Stored data entries
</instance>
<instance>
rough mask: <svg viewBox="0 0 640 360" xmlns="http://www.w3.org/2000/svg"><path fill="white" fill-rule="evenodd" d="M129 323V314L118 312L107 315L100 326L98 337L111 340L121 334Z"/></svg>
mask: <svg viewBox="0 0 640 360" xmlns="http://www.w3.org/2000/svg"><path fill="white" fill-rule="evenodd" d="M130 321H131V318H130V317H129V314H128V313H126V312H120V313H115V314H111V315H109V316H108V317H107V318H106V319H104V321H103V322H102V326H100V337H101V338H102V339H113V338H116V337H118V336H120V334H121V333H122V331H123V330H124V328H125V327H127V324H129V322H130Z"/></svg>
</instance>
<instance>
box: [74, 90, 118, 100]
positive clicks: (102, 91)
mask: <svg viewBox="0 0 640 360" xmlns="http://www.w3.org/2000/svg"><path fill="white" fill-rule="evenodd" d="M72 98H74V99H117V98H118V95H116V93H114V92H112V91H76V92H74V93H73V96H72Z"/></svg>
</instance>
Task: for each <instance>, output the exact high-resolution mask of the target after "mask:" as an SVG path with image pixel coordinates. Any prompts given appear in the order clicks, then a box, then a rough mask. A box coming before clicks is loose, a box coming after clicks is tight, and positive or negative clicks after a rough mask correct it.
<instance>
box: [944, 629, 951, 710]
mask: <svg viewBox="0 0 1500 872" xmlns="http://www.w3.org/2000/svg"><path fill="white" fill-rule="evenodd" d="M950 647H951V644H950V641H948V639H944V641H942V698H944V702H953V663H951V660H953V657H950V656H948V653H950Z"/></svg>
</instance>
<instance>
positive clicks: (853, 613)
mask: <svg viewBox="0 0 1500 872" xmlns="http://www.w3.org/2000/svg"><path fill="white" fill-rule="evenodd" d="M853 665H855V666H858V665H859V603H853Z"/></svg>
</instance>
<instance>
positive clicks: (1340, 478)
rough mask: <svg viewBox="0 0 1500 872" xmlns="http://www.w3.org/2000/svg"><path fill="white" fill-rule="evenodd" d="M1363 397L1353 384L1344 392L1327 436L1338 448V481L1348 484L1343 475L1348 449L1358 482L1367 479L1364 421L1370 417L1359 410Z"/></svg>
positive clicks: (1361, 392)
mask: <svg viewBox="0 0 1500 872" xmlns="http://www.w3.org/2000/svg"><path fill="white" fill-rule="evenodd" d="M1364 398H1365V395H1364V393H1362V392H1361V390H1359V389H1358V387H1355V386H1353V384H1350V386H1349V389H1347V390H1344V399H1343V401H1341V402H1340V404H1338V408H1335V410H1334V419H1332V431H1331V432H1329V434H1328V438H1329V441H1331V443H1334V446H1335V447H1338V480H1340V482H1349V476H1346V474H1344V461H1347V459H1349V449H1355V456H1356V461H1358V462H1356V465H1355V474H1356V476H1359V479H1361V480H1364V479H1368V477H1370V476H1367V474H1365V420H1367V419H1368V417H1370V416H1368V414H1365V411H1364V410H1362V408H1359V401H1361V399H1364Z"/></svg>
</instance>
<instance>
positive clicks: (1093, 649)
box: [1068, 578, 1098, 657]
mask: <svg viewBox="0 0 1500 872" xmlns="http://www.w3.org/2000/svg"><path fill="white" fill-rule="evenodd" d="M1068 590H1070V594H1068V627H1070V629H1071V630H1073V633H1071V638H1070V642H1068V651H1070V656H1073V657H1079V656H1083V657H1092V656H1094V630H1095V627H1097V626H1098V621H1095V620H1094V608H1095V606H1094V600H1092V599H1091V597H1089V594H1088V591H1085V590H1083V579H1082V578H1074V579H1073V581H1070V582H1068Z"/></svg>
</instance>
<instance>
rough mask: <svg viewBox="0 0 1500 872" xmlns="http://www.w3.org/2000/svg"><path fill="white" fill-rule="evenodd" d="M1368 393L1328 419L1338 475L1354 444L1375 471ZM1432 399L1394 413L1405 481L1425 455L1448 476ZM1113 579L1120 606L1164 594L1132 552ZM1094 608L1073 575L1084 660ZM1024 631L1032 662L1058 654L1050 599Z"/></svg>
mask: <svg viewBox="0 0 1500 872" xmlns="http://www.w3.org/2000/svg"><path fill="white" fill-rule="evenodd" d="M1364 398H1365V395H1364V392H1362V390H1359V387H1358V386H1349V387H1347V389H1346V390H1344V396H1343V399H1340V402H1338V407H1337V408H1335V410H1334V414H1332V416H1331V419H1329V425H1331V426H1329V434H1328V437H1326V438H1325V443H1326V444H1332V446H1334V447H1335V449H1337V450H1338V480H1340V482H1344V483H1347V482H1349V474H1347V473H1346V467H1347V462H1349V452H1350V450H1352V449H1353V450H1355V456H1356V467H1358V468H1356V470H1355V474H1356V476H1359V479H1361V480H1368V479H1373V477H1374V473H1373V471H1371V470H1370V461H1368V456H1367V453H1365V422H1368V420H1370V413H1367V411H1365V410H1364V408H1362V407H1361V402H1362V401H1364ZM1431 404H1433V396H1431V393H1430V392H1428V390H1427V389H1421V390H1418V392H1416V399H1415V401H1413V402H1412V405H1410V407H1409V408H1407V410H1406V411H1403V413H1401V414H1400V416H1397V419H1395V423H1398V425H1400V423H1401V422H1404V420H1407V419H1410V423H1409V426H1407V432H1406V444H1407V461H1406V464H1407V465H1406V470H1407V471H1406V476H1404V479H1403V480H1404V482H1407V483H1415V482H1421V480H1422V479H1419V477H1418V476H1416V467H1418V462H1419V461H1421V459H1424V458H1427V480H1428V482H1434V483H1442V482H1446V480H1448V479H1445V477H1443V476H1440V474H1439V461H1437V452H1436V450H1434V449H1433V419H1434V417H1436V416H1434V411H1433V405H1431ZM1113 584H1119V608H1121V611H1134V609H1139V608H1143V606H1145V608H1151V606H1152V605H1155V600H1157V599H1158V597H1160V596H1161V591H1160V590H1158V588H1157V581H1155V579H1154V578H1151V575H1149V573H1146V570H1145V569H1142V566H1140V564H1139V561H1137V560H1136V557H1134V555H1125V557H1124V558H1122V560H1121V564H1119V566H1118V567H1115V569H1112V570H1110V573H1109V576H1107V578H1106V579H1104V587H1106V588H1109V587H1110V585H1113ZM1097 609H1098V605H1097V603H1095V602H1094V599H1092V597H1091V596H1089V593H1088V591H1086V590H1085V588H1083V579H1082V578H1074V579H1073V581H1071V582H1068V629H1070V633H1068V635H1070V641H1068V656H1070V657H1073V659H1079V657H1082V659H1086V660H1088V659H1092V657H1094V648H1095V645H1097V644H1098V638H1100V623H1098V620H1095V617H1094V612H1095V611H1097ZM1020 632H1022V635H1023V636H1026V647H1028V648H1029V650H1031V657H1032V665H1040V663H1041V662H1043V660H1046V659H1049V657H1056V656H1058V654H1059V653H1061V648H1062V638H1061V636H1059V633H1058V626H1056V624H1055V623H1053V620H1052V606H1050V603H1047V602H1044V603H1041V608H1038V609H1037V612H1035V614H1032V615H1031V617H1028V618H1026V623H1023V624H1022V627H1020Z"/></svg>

- Task objective: Please give all of the entries again, exactly as written.

- Solution below:
</instance>
<instance>
rough mask: <svg viewBox="0 0 640 360" xmlns="http://www.w3.org/2000/svg"><path fill="white" fill-rule="evenodd" d="M129 323V314L118 312L107 315L100 326L98 337L111 340L121 334Z"/></svg>
mask: <svg viewBox="0 0 640 360" xmlns="http://www.w3.org/2000/svg"><path fill="white" fill-rule="evenodd" d="M130 321H131V318H130V317H129V314H128V313H126V312H120V313H115V314H111V315H109V316H108V317H107V318H106V319H104V321H103V322H102V326H100V337H101V338H102V339H113V338H116V337H118V336H120V334H121V333H122V331H123V330H124V328H125V327H127V324H129V322H130Z"/></svg>
</instance>
<instance>
box: [74, 90, 118, 100]
positive clicks: (102, 91)
mask: <svg viewBox="0 0 640 360" xmlns="http://www.w3.org/2000/svg"><path fill="white" fill-rule="evenodd" d="M72 98H74V99H117V98H118V95H116V93H114V92H112V91H76V92H74V93H73V96H72Z"/></svg>
</instance>
Task: for each <instance>, output the exact high-resolution mask of the target after "mask:" as an SVG path with image pixel coordinates. Any prompts given appear in the order clicks, then a box, then a rough mask. A box coming before clicks is loose, a box coming after clicks is tight, and positive or negative clicks after a rough mask correct it.
<instance>
box: [944, 629, 951, 710]
mask: <svg viewBox="0 0 1500 872" xmlns="http://www.w3.org/2000/svg"><path fill="white" fill-rule="evenodd" d="M950 647H951V644H950V641H948V639H944V641H942V698H944V702H953V663H951V660H953V657H950V656H948V653H950Z"/></svg>
</instance>
<instance>
positive clicks: (853, 613)
mask: <svg viewBox="0 0 1500 872" xmlns="http://www.w3.org/2000/svg"><path fill="white" fill-rule="evenodd" d="M853 665H855V666H858V665H859V603H853Z"/></svg>
</instance>
<instance>
positive clicks: (1340, 478)
rough mask: <svg viewBox="0 0 1500 872" xmlns="http://www.w3.org/2000/svg"><path fill="white" fill-rule="evenodd" d="M1363 397L1353 384L1344 392L1327 436L1338 448V481L1348 484L1343 475L1348 449L1358 482L1367 479L1364 421L1370 417L1359 410Z"/></svg>
positive clicks: (1361, 392)
mask: <svg viewBox="0 0 1500 872" xmlns="http://www.w3.org/2000/svg"><path fill="white" fill-rule="evenodd" d="M1364 398H1365V395H1364V393H1362V392H1361V390H1359V389H1358V387H1355V386H1353V384H1350V386H1349V389H1347V390H1344V399H1343V401H1341V402H1340V404H1338V408H1335V410H1334V419H1332V431H1331V432H1329V434H1328V438H1329V441H1331V443H1334V446H1335V447H1338V480H1340V482H1349V476H1346V474H1344V461H1347V459H1349V449H1355V456H1356V461H1358V462H1356V465H1355V474H1356V476H1359V479H1361V480H1364V479H1368V477H1370V476H1367V474H1365V420H1367V419H1368V417H1370V416H1368V414H1365V411H1364V410H1362V408H1359V401H1361V399H1364Z"/></svg>
</instance>
<instance>
positive clicks: (1093, 649)
box: [1068, 578, 1098, 657]
mask: <svg viewBox="0 0 1500 872" xmlns="http://www.w3.org/2000/svg"><path fill="white" fill-rule="evenodd" d="M1068 590H1070V594H1068V627H1070V629H1071V630H1073V633H1071V638H1070V642H1068V651H1070V656H1073V657H1079V656H1083V657H1092V656H1094V630H1095V627H1097V626H1098V621H1095V620H1094V608H1095V606H1094V600H1092V599H1091V597H1089V594H1088V591H1085V590H1083V579H1082V578H1074V579H1073V581H1070V582H1068Z"/></svg>
</instance>
<instance>
rough mask: <svg viewBox="0 0 1500 872" xmlns="http://www.w3.org/2000/svg"><path fill="white" fill-rule="evenodd" d="M1368 393L1328 419L1338 475L1354 444L1375 471ZM1432 399L1394 413L1405 481L1425 455L1448 476ZM1113 579L1120 606L1164 594L1132 552ZM1094 608L1073 575L1084 660ZM1024 631L1032 662L1058 654L1050 599Z"/></svg>
mask: <svg viewBox="0 0 1500 872" xmlns="http://www.w3.org/2000/svg"><path fill="white" fill-rule="evenodd" d="M1364 398H1365V395H1364V392H1362V390H1359V387H1358V386H1349V387H1347V389H1346V390H1344V396H1343V399H1340V402H1338V407H1337V408H1335V410H1334V414H1332V416H1331V419H1329V425H1331V426H1329V434H1328V437H1326V438H1325V443H1326V444H1332V446H1334V447H1335V449H1337V450H1338V480H1340V482H1344V483H1347V482H1349V474H1347V473H1346V467H1347V462H1349V452H1350V450H1352V449H1353V450H1355V456H1356V467H1358V468H1356V470H1355V474H1356V476H1359V479H1361V480H1368V479H1373V477H1374V473H1373V471H1371V470H1370V461H1368V456H1367V453H1365V422H1368V420H1370V413H1367V411H1365V410H1364V408H1362V407H1361V402H1362V401H1364ZM1431 404H1433V396H1431V393H1430V392H1428V390H1427V389H1421V390H1418V392H1416V399H1415V401H1413V402H1412V405H1410V407H1409V408H1407V410H1406V411H1403V413H1401V414H1400V416H1397V419H1395V423H1398V425H1400V423H1401V422H1404V420H1407V419H1410V423H1409V426H1407V432H1406V444H1407V461H1406V464H1407V465H1406V470H1407V471H1406V476H1404V479H1403V480H1404V482H1407V483H1415V482H1421V480H1422V479H1419V477H1418V476H1416V467H1418V462H1419V461H1421V459H1424V458H1427V480H1428V482H1434V483H1442V482H1446V480H1448V479H1445V477H1443V476H1440V474H1439V461H1437V452H1436V450H1434V449H1433V419H1434V417H1436V416H1434V411H1433V405H1431ZM1113 584H1119V608H1121V611H1134V609H1139V608H1143V606H1145V608H1151V606H1152V605H1155V600H1157V599H1158V597H1160V596H1161V591H1160V590H1158V588H1157V581H1155V579H1154V578H1151V575H1149V573H1146V570H1145V569H1142V566H1140V564H1139V561H1137V560H1136V557H1134V555H1125V557H1124V558H1122V560H1121V564H1119V566H1118V567H1115V569H1112V570H1110V573H1109V576H1107V578H1106V579H1104V587H1106V588H1109V587H1110V585H1113ZM1097 609H1098V605H1097V603H1095V602H1094V599H1092V597H1091V596H1089V593H1088V591H1086V590H1085V588H1083V579H1082V578H1074V579H1073V581H1071V582H1068V629H1070V633H1068V635H1070V641H1068V656H1070V657H1073V659H1079V657H1082V659H1086V660H1088V659H1092V657H1094V648H1095V645H1097V644H1098V638H1100V623H1098V620H1095V617H1094V612H1095V611H1097ZM1020 632H1022V635H1023V636H1026V647H1028V648H1029V650H1031V657H1032V665H1040V663H1041V662H1043V660H1046V659H1049V657H1056V656H1058V654H1059V653H1061V648H1062V638H1061V636H1059V633H1058V626H1056V624H1055V623H1053V620H1052V606H1050V603H1047V602H1044V603H1041V608H1038V609H1037V612H1035V614H1032V615H1031V617H1028V618H1026V623H1023V624H1022V627H1020Z"/></svg>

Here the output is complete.